Task:
Render the data below as a JSON list of strings, one string per line with blank lines omitted. Begin at the line that has "Where can the bog", stop after the line that has "point(207, 180)", and include only those lines.

Records for the exercise:

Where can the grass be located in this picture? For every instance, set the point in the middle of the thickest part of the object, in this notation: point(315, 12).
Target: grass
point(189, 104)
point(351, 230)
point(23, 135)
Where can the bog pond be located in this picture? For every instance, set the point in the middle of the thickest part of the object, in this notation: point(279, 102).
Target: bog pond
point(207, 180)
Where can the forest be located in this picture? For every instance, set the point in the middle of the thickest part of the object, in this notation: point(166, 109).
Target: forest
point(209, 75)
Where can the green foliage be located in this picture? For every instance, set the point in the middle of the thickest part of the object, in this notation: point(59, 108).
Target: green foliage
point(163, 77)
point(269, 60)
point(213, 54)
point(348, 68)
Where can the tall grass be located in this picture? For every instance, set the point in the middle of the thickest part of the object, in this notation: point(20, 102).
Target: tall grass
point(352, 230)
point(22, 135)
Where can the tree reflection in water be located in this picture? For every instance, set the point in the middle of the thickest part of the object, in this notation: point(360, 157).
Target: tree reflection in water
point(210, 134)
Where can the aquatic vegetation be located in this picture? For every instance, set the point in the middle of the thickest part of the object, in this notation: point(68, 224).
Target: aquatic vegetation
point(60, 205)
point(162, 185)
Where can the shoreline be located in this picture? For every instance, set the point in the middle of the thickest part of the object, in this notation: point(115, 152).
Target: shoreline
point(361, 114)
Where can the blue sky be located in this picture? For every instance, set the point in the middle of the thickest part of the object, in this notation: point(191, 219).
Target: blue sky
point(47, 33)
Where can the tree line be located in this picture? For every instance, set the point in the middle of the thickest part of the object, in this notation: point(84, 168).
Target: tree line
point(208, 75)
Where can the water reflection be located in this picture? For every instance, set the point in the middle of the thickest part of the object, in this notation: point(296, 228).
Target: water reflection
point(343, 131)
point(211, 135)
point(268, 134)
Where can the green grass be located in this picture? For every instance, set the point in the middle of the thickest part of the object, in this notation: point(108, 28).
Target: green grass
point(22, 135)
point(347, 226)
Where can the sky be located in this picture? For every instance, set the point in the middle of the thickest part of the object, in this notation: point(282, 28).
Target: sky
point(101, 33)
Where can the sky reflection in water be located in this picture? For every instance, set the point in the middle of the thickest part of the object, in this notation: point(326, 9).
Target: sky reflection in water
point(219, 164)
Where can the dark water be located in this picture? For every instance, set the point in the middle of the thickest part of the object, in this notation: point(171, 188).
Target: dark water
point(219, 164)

Solution to this exercise:
[
  "Where can the bog pond be located in this picture? For every instance, set the point in the middle of the thickest part of the object, in this notation: point(279, 102).",
  "Target: bog pond",
  "point(207, 180)"
]